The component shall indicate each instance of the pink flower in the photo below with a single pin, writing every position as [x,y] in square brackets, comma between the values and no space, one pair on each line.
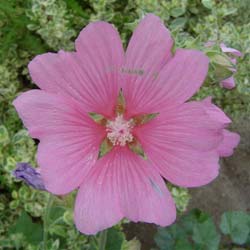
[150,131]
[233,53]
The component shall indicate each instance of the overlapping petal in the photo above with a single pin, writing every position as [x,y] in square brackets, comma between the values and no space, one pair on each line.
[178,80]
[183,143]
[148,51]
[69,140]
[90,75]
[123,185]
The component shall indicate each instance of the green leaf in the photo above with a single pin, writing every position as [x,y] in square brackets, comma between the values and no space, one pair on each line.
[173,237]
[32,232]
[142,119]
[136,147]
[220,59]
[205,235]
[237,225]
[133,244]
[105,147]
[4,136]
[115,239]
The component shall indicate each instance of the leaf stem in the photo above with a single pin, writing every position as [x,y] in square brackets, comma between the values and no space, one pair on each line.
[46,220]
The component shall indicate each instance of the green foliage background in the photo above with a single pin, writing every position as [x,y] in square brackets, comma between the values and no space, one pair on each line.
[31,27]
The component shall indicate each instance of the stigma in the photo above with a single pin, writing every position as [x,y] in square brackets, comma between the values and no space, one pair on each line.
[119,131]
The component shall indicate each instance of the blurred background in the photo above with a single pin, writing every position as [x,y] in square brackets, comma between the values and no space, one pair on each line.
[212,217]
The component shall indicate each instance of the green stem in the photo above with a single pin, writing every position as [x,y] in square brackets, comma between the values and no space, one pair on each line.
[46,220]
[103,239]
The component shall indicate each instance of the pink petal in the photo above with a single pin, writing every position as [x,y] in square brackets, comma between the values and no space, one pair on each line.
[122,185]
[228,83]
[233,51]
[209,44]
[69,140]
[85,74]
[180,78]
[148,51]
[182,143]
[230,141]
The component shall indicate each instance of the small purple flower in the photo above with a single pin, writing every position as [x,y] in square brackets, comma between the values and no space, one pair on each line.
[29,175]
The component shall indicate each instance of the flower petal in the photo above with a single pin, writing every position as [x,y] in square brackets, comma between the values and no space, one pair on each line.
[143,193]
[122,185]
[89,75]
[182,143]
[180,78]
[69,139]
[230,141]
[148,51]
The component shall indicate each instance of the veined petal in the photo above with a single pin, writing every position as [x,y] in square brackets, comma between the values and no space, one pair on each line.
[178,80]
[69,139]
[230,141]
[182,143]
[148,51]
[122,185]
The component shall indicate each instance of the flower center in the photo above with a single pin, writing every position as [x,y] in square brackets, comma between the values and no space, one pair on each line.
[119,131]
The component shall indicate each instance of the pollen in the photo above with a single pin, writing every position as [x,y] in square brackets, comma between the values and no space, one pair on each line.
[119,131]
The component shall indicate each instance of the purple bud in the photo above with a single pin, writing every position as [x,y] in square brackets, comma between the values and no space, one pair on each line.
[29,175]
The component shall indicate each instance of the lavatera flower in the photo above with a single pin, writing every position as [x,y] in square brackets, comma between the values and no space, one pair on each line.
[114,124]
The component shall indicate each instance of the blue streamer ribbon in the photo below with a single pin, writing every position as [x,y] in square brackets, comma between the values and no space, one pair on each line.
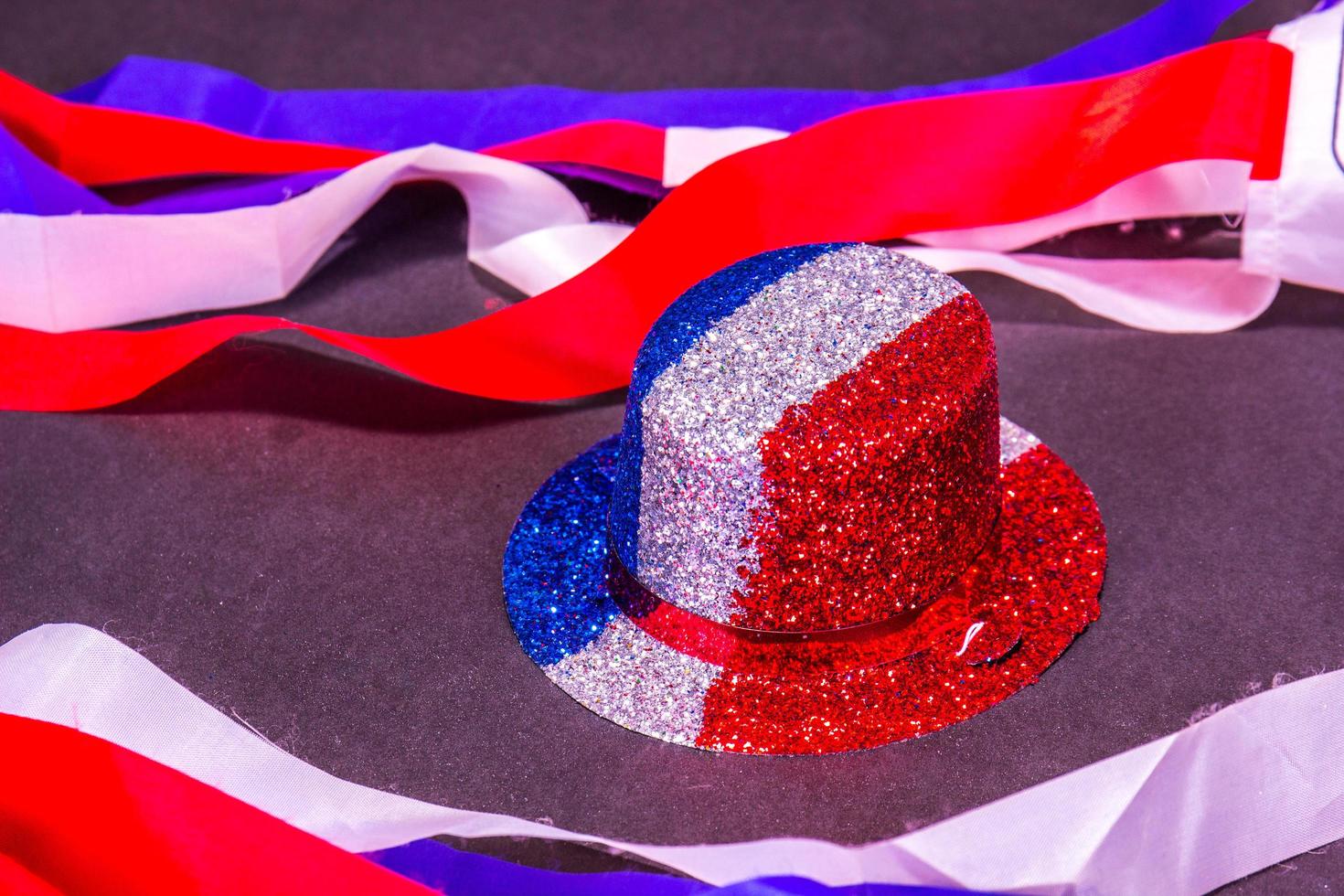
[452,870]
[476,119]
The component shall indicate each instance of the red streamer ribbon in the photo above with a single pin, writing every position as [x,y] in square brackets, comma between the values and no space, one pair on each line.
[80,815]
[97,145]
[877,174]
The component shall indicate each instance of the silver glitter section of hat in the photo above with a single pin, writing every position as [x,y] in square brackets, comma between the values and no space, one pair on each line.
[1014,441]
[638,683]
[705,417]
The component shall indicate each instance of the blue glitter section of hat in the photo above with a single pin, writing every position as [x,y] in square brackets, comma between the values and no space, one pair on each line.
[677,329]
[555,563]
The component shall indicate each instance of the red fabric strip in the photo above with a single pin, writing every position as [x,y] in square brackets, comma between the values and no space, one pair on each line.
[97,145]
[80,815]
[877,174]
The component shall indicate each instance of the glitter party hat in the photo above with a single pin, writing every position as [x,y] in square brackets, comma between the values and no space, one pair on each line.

☆ ☆ ☆ ☆

▶ **Job**
Copy the listing from the line containing "The component shall indicate each instance of the red fabric" through the end of the listing, both included, swapping "single pin" for "single marker" and changing nothing else.

▶ **Exercise output**
The component shall indicate each instance of the red fabric strip in the photo above with a single marker, writing every position as [x,y] in square brackets, comma between the values and no space, one pair on each line.
[97,145]
[80,815]
[877,174]
The component shall indicate each instance of the glitter party hat in the photo above with a single marker, writing every position as [x,y] in square brackets, comma between the values and no space, one pair on each line.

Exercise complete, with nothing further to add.